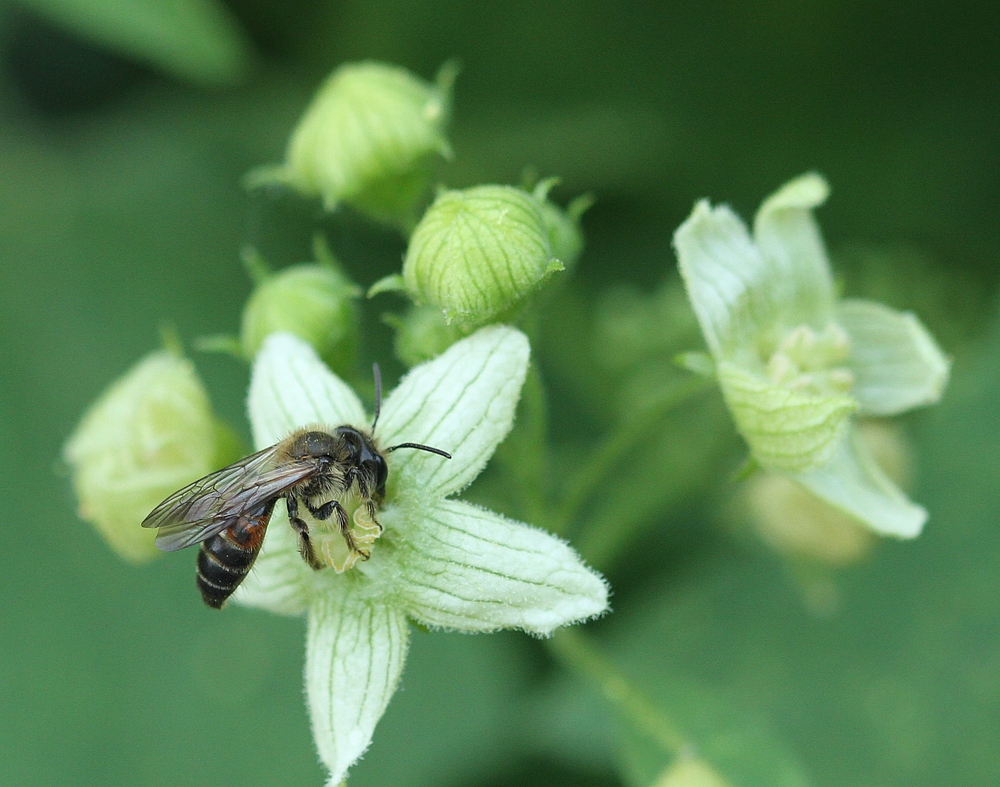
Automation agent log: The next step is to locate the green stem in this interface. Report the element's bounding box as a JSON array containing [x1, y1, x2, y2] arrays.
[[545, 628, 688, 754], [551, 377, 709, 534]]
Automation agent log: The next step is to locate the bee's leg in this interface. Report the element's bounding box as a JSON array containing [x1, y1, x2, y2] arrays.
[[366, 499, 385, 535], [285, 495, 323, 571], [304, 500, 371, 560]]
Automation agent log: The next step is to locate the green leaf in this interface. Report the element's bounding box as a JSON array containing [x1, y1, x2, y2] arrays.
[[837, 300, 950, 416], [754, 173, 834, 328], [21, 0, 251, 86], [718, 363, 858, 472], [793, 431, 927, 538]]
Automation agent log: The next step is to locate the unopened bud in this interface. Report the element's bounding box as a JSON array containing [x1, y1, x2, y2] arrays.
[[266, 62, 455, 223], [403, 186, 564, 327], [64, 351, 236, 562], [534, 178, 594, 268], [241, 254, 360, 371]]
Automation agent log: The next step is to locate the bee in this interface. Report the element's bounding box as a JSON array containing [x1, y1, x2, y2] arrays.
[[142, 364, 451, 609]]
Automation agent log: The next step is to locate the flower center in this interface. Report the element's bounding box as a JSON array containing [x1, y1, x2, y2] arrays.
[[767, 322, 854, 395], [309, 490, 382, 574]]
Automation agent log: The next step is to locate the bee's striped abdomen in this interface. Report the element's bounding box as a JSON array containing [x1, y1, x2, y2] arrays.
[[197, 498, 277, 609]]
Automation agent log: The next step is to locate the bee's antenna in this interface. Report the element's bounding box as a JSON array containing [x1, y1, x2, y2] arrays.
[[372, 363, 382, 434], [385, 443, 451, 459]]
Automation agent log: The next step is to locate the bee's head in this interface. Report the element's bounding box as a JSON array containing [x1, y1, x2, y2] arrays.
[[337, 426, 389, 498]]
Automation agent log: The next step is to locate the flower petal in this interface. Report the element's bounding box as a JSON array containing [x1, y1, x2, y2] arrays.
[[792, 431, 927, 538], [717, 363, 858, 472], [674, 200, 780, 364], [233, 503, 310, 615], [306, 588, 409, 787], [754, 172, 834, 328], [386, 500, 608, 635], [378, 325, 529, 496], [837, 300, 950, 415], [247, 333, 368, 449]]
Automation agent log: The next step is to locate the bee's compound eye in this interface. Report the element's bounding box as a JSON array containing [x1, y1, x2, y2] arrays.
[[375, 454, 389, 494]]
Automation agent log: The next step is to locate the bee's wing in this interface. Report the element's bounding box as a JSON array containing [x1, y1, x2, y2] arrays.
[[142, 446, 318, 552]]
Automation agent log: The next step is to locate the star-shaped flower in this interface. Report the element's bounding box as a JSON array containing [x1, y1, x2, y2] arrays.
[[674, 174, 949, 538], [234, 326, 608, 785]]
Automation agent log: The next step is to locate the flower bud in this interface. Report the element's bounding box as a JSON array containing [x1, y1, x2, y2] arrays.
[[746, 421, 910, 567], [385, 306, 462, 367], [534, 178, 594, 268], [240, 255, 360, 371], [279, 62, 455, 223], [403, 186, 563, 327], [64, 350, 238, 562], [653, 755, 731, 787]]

- **REQUEST**
Reproduce the material above with every "interface" replaced by "image", leaving all other text unchanged. Omit the pictures from the output.

- **TASK RESULT**
Automation agent log: The next step is to locate the green stem in this image. Report the element's bounding box as a JSON array containing [x1, y1, x2, y2] arrays.
[[545, 628, 688, 754], [551, 377, 709, 534]]
Automation agent log: The next step is to locate the bee's leg in this image. Report the element's bounding box as a JSON array containing [x1, y1, x2, y2] arrays.
[[366, 499, 385, 535], [285, 495, 323, 571], [304, 500, 371, 560]]
Automation agent log: The next step is to locate the green leaf in this image. Report the element's bounding box as a JSON array containing [x1, y1, x2, y2] arrays.
[[837, 300, 950, 416], [754, 173, 834, 328], [21, 0, 251, 86], [718, 363, 858, 472], [793, 431, 927, 538]]
Automation agent log: The next step is to locate the unopened bud in this image. Report the element's bounding box as a JSON array containing [x1, y1, x2, y2] arrays.
[[266, 62, 455, 223], [403, 186, 564, 327], [64, 351, 236, 562], [534, 178, 594, 268], [241, 254, 360, 371]]
Automation agent log: The next step is to locate the bee in this image. Report the element's bounding box as a JSON array containing [x1, y1, x2, y2] arrays.
[[142, 364, 451, 609]]
Automation agent log: The next step is to locate the flower center in this image. Report the element's bounding box as a JSON array containing [x1, y1, x2, y2] arrays.
[[767, 322, 854, 395], [309, 490, 382, 574]]
Automation agent log: The next step is to locate the bee's striped abdomen in this image. Report the element's bounding box as a JSON array containing [x1, y1, x2, y2] arrays.
[[197, 498, 277, 609]]
Automation agent log: The next step is to locate the bee's antenna in this image. Report the element's bounding box as a JSON array containing [x1, y1, x2, y2] arrays.
[[372, 363, 382, 434], [385, 443, 451, 459]]
Automation agent log: The next step is to locate the bee's head in this image. Report the element's bounding box as a JSON array containing [x1, y1, x2, y2] arrays.
[[337, 426, 389, 498]]
Automation agent log: The next step is to locate the flower petal in this image. Report the element's bounding box as a JSON array containing [x1, y1, x2, y2] arrays.
[[792, 431, 927, 538], [717, 363, 858, 472], [674, 200, 780, 364], [233, 503, 310, 615], [306, 588, 409, 787], [754, 172, 834, 328], [386, 500, 608, 635], [378, 325, 529, 496], [837, 300, 950, 415], [247, 333, 368, 449]]
Automation agent log: The next step is to locate the bee's compound eye in this image. Report the element's bounding box as a JSON array containing [x1, y1, x2, y2] arrays.
[[375, 454, 389, 494]]
Automation agent log: The next step is to locate the bee's wing in this image. Report the element's bounding box as a JSON array containing [x1, y1, x2, y2] arrays.
[[142, 446, 318, 552]]
Automation agent log: The next step is to locate the star-shaped flower in this image. Report the element's bounding box as a JSON array containing [x1, y1, x2, y2] arrays.
[[674, 174, 949, 538], [234, 326, 608, 785]]
Automation agent log: The next step is to locate the flower bud in this image. Report the element's bounding box as a JSON array containing [x1, y1, x2, y2] arrays.
[[746, 421, 910, 567], [385, 306, 462, 367], [534, 178, 594, 268], [240, 255, 360, 371], [279, 62, 455, 223], [403, 186, 563, 327], [64, 350, 238, 562], [653, 755, 731, 787]]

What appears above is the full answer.